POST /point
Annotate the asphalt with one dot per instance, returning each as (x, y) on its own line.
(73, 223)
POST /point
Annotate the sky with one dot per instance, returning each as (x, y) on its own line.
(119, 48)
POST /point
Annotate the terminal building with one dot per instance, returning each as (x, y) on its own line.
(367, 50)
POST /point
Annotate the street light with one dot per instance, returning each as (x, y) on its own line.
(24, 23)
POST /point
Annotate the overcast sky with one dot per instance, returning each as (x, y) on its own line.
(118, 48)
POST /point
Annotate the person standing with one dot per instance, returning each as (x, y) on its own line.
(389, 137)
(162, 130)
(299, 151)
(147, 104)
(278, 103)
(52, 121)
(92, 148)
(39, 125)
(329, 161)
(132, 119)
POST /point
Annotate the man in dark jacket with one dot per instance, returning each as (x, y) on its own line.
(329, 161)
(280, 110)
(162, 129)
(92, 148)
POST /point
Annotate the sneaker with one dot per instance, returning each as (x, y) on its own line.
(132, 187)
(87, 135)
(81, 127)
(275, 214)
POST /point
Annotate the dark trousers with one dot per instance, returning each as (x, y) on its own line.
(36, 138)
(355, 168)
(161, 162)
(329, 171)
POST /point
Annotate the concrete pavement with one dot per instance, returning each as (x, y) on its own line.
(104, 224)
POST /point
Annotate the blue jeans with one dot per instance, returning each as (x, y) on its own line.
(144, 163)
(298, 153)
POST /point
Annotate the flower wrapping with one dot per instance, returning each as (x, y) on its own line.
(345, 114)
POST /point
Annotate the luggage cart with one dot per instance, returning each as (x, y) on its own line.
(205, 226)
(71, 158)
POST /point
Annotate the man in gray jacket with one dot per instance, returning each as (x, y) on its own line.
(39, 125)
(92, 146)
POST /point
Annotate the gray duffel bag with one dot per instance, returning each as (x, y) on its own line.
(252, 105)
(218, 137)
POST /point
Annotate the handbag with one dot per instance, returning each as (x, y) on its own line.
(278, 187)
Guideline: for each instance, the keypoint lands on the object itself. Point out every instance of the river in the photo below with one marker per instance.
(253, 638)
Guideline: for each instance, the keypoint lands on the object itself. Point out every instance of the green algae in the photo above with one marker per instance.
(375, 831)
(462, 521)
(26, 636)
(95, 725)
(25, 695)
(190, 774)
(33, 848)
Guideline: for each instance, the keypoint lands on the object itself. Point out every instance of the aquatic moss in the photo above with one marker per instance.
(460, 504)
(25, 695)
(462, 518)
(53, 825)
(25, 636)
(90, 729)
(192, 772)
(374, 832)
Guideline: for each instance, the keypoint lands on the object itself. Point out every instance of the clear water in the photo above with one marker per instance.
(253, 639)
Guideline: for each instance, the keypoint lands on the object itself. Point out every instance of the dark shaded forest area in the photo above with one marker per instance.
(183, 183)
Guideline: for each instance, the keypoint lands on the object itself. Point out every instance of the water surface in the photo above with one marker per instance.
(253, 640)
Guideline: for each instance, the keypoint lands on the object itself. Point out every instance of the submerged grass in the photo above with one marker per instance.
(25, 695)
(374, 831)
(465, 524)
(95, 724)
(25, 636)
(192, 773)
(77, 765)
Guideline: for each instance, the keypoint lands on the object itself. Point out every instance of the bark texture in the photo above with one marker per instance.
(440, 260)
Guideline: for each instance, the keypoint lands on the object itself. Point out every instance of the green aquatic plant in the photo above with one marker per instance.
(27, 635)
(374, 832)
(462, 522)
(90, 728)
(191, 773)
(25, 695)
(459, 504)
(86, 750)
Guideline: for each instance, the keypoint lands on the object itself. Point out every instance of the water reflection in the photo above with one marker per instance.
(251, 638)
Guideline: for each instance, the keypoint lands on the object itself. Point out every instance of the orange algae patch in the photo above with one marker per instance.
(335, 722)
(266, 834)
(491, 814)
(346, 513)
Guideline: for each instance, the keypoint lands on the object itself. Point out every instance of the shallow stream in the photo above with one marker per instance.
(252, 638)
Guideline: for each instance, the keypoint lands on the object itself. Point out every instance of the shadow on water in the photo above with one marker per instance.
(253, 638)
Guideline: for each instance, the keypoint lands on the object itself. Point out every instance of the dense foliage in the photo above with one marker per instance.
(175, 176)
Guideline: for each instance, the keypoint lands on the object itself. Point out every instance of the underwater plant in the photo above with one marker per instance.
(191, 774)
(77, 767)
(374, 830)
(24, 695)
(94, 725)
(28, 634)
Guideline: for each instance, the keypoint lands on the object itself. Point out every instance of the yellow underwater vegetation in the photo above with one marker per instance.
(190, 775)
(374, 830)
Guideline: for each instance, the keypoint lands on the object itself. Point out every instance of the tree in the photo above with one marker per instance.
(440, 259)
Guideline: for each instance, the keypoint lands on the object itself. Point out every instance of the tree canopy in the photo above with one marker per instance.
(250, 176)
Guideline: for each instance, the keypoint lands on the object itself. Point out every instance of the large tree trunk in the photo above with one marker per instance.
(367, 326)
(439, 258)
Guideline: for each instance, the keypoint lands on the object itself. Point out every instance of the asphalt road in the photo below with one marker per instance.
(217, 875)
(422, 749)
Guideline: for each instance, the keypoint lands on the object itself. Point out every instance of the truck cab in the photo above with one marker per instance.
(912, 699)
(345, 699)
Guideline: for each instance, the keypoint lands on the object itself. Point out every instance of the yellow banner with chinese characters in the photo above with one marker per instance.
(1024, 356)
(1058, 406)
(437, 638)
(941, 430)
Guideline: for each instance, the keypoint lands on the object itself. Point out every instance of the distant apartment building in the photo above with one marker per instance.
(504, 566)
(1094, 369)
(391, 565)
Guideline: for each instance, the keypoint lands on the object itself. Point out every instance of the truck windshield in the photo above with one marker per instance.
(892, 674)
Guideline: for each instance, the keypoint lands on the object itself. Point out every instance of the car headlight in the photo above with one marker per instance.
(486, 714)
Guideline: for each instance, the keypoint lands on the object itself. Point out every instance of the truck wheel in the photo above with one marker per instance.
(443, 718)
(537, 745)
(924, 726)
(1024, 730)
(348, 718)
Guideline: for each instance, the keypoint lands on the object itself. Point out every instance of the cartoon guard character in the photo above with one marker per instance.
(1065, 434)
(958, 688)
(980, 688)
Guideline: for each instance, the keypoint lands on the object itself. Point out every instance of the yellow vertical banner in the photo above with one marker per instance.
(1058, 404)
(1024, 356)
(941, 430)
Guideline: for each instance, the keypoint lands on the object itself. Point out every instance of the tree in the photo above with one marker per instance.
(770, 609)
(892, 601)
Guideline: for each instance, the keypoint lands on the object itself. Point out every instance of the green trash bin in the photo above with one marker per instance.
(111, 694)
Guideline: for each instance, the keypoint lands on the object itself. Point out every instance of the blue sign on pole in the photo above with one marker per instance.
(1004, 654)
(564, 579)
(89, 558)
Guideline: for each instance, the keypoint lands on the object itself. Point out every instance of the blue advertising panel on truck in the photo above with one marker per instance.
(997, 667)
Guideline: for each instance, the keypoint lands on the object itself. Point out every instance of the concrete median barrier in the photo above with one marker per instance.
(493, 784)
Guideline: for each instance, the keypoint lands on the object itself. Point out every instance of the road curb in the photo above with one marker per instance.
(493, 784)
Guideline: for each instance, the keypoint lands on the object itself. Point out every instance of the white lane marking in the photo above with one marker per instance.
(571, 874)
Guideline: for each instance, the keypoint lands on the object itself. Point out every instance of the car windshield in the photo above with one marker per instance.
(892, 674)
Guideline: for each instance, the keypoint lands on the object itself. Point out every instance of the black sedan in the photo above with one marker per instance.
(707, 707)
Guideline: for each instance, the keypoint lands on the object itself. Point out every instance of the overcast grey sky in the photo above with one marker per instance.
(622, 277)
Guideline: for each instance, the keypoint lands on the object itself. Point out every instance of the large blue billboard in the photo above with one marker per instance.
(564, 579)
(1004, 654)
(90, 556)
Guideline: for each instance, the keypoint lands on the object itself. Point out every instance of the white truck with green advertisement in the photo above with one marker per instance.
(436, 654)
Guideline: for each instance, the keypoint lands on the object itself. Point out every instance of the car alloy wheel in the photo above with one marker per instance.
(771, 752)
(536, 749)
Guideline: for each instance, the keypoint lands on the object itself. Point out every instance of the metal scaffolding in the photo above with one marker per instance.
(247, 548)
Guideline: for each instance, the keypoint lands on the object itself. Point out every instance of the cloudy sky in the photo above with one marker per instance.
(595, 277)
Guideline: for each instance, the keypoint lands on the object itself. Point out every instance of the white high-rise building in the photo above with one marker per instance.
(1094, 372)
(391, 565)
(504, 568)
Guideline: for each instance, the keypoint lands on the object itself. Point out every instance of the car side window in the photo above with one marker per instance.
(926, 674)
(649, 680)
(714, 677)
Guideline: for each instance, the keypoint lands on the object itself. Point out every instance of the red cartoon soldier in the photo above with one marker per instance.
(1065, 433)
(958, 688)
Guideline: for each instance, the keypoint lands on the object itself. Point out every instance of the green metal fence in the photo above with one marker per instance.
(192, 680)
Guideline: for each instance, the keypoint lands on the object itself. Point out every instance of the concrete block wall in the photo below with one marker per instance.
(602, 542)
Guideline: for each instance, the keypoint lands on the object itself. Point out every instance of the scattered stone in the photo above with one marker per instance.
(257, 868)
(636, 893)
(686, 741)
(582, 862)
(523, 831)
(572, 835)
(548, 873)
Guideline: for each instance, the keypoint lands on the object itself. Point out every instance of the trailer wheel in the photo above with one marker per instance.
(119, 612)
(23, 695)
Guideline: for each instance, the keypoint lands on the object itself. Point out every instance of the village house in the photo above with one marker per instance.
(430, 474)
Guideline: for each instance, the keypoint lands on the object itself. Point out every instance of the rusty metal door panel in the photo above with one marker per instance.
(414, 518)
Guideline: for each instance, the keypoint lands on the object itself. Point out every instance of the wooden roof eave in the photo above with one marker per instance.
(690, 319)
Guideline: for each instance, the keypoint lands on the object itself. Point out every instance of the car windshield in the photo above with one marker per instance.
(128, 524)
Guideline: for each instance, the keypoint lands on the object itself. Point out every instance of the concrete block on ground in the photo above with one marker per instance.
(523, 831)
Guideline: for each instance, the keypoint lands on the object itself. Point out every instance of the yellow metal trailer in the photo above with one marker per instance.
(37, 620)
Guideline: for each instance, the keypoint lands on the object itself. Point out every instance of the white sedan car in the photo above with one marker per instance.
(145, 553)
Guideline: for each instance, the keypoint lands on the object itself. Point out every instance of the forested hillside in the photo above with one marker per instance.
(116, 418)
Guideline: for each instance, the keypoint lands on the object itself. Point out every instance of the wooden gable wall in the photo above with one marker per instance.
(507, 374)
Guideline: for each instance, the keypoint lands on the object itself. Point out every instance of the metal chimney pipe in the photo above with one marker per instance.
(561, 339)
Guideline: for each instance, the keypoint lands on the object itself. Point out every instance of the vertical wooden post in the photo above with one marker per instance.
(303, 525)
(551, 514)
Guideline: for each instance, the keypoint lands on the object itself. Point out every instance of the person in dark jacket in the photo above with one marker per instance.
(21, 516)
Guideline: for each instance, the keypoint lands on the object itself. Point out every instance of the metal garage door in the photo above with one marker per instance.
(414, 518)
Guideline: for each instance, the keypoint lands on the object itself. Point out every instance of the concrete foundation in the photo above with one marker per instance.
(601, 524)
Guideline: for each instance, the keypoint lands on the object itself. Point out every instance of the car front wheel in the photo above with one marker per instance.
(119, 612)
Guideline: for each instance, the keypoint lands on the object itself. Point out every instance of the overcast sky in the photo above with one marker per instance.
———
• Goal of the exercise
Lines from the one containing "the concrete foundation" through the last line of the records, both included, are the only ones to print, each exactly as it is.

• Written response
Guideline: for each instance, the keypoint lands on the object itself. Point out every instance of the concrete foundation in the photo above with one marker per instance.
(601, 524)
Guideline: for each instance, the keypoint lands on the object itself. Point out every instance of the car front wheel in the photo above with one marker per instance.
(119, 612)
Guideline: for each instance, the keypoint lands on the object itself. Point out every instance of the overcast sky in the photo above with one marker per instance.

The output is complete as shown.